— SET PROBLEM —
Find each line of the data below that contains the string "face" and copy those lines out in full. Treat uppercase and lowercase as different.

— MATERIALS PROVIDED —
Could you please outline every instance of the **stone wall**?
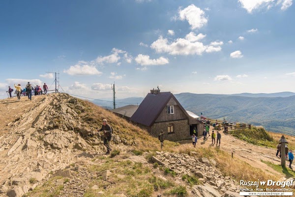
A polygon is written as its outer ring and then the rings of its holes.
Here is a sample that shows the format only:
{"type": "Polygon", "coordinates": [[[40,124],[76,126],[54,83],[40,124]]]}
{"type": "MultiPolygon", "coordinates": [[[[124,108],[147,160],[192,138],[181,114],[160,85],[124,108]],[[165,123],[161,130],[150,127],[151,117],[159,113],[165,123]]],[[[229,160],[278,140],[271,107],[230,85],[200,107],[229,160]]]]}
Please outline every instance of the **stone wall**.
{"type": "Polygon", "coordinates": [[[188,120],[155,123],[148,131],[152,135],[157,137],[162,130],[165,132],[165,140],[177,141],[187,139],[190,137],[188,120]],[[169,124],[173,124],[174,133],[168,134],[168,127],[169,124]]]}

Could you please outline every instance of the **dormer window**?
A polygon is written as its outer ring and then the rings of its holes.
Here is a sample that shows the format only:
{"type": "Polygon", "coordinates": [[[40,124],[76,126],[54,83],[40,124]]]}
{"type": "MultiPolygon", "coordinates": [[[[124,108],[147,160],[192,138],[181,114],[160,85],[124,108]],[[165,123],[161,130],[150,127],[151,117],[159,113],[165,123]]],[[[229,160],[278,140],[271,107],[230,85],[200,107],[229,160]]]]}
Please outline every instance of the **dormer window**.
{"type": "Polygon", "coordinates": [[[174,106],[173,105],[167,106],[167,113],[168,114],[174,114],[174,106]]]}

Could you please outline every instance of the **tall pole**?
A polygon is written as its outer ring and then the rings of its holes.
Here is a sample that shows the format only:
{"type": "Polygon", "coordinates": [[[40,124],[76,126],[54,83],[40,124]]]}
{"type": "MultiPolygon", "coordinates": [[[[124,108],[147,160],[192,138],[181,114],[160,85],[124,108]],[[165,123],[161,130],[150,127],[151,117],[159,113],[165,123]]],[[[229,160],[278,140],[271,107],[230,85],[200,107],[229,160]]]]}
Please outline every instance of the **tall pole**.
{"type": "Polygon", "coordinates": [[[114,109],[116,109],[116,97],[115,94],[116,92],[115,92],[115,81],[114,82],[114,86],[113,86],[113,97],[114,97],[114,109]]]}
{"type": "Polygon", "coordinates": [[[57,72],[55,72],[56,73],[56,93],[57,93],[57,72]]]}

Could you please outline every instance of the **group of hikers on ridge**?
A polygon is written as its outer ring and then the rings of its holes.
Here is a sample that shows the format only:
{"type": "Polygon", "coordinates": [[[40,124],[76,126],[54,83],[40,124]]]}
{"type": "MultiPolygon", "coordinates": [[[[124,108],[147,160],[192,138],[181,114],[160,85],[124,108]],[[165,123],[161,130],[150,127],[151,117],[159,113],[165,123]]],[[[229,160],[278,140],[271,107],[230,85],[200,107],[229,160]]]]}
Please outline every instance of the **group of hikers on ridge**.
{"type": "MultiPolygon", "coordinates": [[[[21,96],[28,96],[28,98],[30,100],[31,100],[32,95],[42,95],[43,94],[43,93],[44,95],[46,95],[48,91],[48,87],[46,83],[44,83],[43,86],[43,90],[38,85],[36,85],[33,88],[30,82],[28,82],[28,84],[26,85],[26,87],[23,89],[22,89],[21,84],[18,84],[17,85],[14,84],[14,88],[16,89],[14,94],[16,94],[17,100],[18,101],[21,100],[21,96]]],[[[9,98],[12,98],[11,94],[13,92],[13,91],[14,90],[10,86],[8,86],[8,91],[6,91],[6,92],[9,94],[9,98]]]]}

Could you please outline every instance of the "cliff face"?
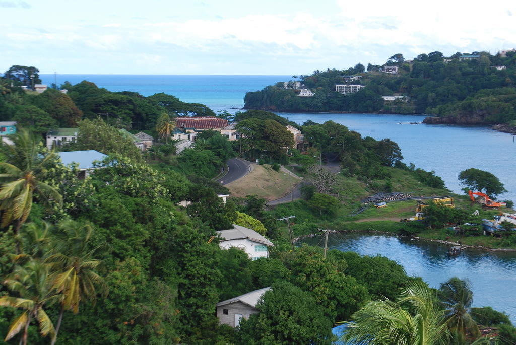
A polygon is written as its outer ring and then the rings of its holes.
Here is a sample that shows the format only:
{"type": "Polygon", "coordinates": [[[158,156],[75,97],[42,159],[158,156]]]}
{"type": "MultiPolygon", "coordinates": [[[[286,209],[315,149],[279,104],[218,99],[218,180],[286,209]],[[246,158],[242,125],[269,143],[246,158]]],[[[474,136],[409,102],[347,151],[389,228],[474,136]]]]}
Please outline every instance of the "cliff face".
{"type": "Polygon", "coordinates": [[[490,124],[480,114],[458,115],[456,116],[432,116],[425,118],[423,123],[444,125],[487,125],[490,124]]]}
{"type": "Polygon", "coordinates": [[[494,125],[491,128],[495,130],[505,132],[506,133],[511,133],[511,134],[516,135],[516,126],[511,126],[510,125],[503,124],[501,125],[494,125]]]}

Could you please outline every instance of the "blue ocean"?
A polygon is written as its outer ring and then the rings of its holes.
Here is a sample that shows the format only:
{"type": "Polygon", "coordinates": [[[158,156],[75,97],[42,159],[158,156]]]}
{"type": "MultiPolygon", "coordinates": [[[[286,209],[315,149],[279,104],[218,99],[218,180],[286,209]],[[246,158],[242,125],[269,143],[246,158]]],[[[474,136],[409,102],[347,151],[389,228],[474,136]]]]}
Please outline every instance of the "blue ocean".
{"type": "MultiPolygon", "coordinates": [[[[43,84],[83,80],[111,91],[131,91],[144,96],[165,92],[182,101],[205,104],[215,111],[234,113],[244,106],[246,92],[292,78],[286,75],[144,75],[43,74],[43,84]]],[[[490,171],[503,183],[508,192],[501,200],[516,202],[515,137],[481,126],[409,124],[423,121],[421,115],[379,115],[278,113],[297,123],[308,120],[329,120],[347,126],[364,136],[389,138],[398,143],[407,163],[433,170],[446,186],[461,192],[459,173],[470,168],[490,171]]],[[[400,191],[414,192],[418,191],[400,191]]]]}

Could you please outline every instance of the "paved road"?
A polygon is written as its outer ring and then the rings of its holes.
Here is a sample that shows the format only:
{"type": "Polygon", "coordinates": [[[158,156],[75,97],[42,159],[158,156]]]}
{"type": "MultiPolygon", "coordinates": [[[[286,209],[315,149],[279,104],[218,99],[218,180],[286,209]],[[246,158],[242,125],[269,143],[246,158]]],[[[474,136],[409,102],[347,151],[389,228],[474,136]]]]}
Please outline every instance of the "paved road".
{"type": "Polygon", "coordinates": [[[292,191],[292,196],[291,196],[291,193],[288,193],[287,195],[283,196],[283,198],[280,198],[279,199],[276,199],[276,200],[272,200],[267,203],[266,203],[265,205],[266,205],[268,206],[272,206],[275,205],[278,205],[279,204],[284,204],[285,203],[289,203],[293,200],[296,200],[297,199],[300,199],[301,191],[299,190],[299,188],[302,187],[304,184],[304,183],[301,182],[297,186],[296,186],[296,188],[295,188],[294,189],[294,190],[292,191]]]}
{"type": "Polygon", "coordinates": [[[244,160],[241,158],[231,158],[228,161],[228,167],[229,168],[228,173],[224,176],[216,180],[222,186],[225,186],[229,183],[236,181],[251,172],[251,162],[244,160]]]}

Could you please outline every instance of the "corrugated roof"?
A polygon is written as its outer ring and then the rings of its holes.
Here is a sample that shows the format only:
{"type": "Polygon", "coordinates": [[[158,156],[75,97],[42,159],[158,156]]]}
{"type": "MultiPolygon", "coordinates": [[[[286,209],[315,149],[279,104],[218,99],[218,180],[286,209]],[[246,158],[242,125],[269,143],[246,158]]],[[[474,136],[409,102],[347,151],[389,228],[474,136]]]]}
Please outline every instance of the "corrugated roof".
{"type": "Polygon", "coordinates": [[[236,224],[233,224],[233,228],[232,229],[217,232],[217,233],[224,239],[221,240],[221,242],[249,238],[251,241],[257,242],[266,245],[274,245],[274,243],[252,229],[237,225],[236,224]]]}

— RESULT —
Could you please outline every instance of the "cliff face"?
Please outline every instance of the "cliff face".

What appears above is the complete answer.